» **Exercise task**
Starting at the line containing "Security camera analysis — pinpoint the blue scrub" and ending at the line containing "0,211 -> 50,300", rewrite only those lines with "blue scrub top" swapped for "navy scrub top" and everything else left as it is.

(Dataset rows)
───

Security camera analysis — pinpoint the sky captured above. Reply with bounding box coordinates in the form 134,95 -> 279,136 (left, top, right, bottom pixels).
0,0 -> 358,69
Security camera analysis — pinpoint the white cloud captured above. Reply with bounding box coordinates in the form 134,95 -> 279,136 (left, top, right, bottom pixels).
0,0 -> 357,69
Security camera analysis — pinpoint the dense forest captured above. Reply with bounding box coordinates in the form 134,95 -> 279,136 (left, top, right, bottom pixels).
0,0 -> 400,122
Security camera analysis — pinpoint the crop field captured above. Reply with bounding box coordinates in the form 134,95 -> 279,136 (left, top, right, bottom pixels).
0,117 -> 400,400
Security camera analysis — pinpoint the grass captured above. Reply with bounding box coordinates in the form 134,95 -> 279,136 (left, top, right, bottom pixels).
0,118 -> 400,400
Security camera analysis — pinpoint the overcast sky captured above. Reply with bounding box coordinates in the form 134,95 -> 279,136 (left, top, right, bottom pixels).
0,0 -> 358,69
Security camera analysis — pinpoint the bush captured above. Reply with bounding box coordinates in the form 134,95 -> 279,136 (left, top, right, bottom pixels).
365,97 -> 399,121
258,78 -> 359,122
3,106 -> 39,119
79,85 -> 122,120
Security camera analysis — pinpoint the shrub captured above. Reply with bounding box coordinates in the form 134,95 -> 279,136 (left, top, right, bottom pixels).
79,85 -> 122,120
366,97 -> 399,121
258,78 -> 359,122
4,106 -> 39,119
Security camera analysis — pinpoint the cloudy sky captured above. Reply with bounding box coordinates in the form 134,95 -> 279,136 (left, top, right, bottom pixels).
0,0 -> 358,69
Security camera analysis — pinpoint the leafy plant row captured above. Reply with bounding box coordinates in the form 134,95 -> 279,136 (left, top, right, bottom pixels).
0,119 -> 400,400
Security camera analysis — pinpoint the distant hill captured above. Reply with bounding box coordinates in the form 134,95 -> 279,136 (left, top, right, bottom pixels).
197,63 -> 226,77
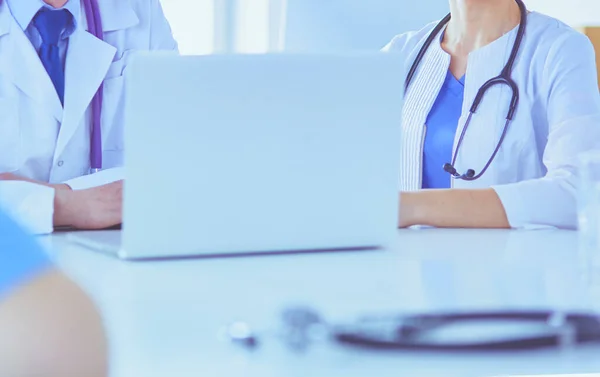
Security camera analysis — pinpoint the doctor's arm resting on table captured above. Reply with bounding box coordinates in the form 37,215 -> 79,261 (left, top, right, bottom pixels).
384,0 -> 600,229
0,213 -> 108,377
0,0 -> 178,234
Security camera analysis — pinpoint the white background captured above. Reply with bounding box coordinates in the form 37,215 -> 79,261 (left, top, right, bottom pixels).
162,0 -> 600,54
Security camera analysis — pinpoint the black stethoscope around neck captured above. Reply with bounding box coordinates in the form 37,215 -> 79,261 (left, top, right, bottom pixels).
405,0 -> 527,181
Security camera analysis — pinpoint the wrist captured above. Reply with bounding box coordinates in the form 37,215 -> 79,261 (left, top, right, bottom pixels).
53,189 -> 73,226
400,192 -> 421,228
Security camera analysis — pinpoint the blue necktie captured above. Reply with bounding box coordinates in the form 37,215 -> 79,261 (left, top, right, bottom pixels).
33,9 -> 72,106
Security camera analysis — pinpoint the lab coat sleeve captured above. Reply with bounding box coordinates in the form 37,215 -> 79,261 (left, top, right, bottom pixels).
0,181 -> 54,234
493,32 -> 600,229
150,0 -> 179,52
65,167 -> 125,190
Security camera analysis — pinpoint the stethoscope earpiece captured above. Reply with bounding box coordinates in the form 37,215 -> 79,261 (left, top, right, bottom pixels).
444,163 -> 475,181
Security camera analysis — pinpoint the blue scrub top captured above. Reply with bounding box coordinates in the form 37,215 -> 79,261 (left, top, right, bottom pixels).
423,71 -> 465,189
0,211 -> 50,300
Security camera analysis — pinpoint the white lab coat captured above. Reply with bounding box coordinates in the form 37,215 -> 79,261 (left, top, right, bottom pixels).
0,0 -> 177,233
384,12 -> 600,228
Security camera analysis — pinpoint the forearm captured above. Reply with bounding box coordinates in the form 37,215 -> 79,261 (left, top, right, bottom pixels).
399,189 -> 510,229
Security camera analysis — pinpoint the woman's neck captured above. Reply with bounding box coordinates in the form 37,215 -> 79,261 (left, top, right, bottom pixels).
443,0 -> 521,56
44,0 -> 69,8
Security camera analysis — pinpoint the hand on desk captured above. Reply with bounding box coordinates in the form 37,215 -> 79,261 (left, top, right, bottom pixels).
54,181 -> 123,230
398,189 -> 510,229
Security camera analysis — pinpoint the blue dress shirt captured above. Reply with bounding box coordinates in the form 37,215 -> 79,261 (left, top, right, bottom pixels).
0,212 -> 50,300
7,0 -> 81,67
423,71 -> 465,189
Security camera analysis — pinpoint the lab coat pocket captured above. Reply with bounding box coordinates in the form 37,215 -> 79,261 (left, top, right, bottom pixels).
102,76 -> 125,150
0,98 -> 21,173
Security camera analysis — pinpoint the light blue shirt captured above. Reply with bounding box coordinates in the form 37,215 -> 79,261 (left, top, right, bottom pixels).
7,0 -> 81,66
0,212 -> 50,300
423,71 -> 465,189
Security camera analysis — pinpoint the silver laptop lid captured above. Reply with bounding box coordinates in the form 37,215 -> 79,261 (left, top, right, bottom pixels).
123,53 -> 404,257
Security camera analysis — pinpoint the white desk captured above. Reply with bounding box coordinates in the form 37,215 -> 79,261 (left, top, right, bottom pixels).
44,230 -> 600,377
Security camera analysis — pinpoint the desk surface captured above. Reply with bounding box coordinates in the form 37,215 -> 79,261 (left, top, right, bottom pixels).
43,229 -> 600,377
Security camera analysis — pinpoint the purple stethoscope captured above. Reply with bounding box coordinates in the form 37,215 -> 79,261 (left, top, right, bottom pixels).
0,0 -> 104,174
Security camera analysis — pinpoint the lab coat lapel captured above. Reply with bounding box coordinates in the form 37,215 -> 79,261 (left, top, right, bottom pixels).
55,28 -> 117,158
400,32 -> 450,191
0,1 -> 63,122
55,0 -> 139,158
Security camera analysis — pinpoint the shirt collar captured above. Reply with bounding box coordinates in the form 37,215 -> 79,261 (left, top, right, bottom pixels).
7,0 -> 81,35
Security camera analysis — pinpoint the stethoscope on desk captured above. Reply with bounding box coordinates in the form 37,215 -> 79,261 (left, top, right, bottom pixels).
405,0 -> 527,181
0,0 -> 104,174
221,308 -> 600,352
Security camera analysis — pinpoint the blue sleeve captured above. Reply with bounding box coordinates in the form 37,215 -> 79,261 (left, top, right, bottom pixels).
0,211 -> 50,299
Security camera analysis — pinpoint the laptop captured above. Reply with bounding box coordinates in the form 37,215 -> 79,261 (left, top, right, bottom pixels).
68,52 -> 404,259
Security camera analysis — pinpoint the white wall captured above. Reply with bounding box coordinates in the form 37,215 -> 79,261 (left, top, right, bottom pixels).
286,0 -> 448,52
161,0 -> 215,55
525,0 -> 600,27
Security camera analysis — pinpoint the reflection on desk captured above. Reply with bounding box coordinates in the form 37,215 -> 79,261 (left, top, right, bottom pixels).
43,229 -> 600,377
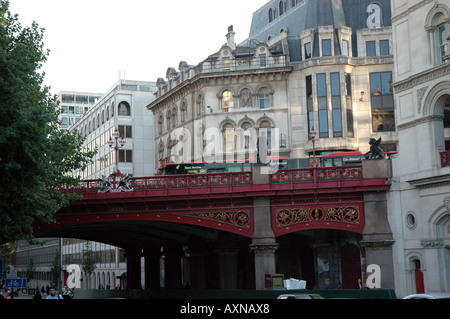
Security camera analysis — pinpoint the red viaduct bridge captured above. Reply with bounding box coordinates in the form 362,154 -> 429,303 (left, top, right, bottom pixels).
35,160 -> 393,289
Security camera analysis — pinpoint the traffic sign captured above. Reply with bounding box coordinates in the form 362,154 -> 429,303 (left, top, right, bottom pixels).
5,278 -> 27,289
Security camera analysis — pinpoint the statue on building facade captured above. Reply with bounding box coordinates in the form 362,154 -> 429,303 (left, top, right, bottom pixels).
365,137 -> 384,159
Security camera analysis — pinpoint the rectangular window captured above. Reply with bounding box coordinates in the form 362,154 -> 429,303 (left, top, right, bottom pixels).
223,58 -> 231,71
119,125 -> 133,138
259,55 -> 267,68
345,73 -> 355,137
119,150 -> 133,163
370,72 -> 395,132
342,40 -> 350,56
330,73 -> 342,137
306,75 -> 314,139
366,41 -> 377,56
305,42 -> 311,60
322,39 -> 331,56
317,73 -> 329,137
380,40 -> 389,55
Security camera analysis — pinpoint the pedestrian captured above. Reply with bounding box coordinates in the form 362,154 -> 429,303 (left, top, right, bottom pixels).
45,286 -> 63,299
356,278 -> 363,289
325,280 -> 334,289
33,289 -> 42,299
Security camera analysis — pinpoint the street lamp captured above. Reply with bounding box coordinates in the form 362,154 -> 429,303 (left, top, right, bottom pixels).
108,128 -> 126,189
309,126 -> 319,167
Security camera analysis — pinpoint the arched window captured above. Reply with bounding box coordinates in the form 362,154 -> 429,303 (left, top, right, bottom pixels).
222,90 -> 234,112
259,120 -> 272,150
222,123 -> 235,152
158,115 -> 164,135
196,94 -> 204,115
258,88 -> 270,109
278,1 -> 284,16
118,102 -> 131,116
171,108 -> 177,128
269,8 -> 273,23
425,5 -> 450,65
167,111 -> 172,130
181,102 -> 187,123
433,13 -> 450,64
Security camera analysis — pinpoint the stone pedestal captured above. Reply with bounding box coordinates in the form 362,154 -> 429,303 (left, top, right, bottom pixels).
250,197 -> 279,290
125,249 -> 142,289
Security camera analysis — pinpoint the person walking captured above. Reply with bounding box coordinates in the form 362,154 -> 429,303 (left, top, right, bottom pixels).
45,286 -> 63,299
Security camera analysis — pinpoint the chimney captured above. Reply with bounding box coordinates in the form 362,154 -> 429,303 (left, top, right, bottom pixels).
227,25 -> 236,50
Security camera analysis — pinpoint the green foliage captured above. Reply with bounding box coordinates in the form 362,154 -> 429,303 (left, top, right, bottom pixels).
0,0 -> 93,240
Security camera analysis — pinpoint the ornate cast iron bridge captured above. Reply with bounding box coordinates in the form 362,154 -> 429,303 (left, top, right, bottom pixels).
35,166 -> 389,246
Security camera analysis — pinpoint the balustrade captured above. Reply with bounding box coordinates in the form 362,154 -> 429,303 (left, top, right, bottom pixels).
65,166 -> 364,195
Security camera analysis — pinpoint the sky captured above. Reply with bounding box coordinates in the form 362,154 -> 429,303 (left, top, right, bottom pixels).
9,0 -> 269,94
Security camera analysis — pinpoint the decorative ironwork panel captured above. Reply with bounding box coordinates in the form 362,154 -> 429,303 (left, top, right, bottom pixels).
341,167 -> 362,181
210,174 -> 231,187
147,178 -> 166,189
270,171 -> 291,184
189,175 -> 208,187
292,169 -> 313,183
185,211 -> 251,229
317,168 -> 339,182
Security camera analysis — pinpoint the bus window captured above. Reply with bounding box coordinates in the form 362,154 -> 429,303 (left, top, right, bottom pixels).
322,158 -> 333,167
334,157 -> 342,166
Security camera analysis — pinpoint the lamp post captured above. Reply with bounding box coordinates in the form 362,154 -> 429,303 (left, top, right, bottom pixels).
309,126 -> 319,167
108,128 -> 126,189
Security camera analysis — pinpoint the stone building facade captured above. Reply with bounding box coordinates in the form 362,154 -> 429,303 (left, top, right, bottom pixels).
389,0 -> 450,296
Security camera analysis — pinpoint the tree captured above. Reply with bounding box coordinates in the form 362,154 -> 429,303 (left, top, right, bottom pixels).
26,257 -> 36,280
0,0 -> 94,241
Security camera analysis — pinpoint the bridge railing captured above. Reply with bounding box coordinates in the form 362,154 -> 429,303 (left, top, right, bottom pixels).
269,166 -> 363,185
65,172 -> 252,195
59,166 -> 363,195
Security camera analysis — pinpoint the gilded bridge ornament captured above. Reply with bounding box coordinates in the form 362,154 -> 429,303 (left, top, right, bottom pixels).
276,206 -> 361,228
184,211 -> 250,229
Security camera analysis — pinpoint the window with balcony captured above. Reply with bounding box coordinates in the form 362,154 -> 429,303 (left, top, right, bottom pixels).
222,123 -> 235,153
222,90 -> 234,112
118,102 -> 131,116
322,39 -> 331,56
345,73 -> 355,137
330,73 -> 342,137
317,73 -> 329,138
259,120 -> 272,151
259,88 -> 270,110
305,75 -> 314,138
380,40 -> 390,55
366,41 -> 377,56
425,4 -> 450,65
304,42 -> 311,60
370,72 -> 395,132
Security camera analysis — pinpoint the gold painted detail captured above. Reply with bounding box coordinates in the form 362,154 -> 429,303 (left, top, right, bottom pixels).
275,206 -> 361,228
179,211 -> 250,229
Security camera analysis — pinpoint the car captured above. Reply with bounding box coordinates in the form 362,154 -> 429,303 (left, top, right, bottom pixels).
403,293 -> 450,299
277,293 -> 325,299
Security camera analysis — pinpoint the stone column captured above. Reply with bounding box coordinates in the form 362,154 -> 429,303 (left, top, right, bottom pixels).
144,246 -> 161,289
250,191 -> 279,289
125,249 -> 142,289
360,159 -> 395,289
217,248 -> 239,289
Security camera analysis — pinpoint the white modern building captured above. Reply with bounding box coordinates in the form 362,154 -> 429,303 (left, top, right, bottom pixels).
71,80 -> 156,179
389,0 -> 450,297
57,91 -> 102,129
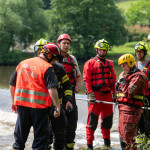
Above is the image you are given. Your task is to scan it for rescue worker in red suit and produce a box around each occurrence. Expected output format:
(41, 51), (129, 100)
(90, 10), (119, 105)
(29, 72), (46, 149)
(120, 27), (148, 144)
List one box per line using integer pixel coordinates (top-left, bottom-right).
(83, 39), (116, 150)
(34, 39), (73, 150)
(116, 54), (147, 150)
(57, 33), (81, 150)
(10, 43), (60, 150)
(134, 41), (150, 146)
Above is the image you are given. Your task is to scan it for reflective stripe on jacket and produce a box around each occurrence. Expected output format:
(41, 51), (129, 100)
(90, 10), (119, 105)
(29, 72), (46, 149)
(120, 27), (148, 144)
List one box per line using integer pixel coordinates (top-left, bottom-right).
(62, 55), (77, 84)
(116, 69), (147, 107)
(14, 57), (52, 108)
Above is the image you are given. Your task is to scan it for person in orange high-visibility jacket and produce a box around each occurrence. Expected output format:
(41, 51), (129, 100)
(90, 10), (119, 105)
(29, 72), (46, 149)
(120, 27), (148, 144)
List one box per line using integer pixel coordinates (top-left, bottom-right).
(116, 54), (148, 150)
(10, 43), (60, 150)
(34, 39), (72, 150)
(83, 39), (116, 150)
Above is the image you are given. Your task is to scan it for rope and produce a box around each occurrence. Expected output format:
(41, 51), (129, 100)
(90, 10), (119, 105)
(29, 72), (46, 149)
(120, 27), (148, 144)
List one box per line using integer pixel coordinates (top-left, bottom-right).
(76, 98), (150, 110)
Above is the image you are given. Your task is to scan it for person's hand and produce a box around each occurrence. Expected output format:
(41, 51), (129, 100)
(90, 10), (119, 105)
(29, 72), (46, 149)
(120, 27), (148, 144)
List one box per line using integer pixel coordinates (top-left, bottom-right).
(12, 104), (18, 113)
(119, 71), (126, 80)
(54, 107), (60, 118)
(65, 101), (73, 112)
(112, 93), (117, 103)
(75, 85), (80, 93)
(88, 92), (96, 104)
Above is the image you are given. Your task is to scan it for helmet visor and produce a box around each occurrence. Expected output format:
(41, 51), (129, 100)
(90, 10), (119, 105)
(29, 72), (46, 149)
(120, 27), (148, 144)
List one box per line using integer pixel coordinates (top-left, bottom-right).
(34, 45), (43, 52)
(97, 43), (109, 50)
(134, 43), (146, 51)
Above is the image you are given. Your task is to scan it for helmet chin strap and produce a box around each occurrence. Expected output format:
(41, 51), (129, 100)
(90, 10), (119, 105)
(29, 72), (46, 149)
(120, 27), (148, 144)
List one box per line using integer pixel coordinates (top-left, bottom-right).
(43, 53), (55, 63)
(96, 50), (107, 58)
(61, 50), (67, 53)
(138, 54), (145, 61)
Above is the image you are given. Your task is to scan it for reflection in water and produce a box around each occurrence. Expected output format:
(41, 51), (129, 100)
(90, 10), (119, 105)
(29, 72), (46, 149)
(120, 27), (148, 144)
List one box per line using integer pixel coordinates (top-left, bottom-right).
(0, 63), (121, 94)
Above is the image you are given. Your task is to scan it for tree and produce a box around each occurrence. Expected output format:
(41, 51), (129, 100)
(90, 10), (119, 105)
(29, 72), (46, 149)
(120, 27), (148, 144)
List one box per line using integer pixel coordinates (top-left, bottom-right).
(0, 0), (47, 52)
(47, 0), (127, 60)
(126, 0), (150, 25)
(43, 0), (51, 10)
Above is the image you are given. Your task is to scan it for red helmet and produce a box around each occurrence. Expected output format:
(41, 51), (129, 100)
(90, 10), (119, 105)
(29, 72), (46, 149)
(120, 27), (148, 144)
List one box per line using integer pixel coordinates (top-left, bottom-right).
(57, 33), (71, 43)
(43, 43), (60, 56)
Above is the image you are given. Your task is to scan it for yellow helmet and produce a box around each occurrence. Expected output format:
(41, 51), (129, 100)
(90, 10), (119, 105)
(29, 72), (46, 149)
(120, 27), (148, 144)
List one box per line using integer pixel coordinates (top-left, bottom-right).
(118, 54), (135, 68)
(134, 41), (148, 54)
(94, 39), (110, 51)
(34, 38), (48, 52)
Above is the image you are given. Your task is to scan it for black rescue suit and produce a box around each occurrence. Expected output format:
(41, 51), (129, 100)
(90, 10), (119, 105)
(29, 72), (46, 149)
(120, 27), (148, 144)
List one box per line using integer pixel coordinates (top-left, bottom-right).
(50, 62), (72, 150)
(62, 54), (78, 150)
(117, 68), (147, 150)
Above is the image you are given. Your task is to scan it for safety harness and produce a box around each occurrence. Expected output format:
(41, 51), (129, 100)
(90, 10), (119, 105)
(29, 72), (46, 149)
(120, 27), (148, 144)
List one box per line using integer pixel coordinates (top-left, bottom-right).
(92, 56), (114, 91)
(116, 69), (147, 108)
(63, 54), (76, 87)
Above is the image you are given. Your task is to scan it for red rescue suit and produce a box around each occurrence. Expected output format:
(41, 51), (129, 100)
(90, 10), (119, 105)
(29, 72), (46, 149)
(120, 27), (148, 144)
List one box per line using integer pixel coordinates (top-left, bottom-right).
(118, 69), (147, 150)
(83, 57), (116, 145)
(14, 57), (52, 109)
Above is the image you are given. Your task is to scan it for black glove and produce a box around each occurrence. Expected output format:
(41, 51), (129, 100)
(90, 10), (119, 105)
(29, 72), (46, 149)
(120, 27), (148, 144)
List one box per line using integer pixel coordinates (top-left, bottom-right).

───

» **Expected answer**
Security camera analysis — pinpoint the navy scrub top captured above. Reply with bounding box coordinates in the form 37,215 -> 79,261 (left, top, right, bottom pixels).
423,71 -> 465,189
0,211 -> 50,300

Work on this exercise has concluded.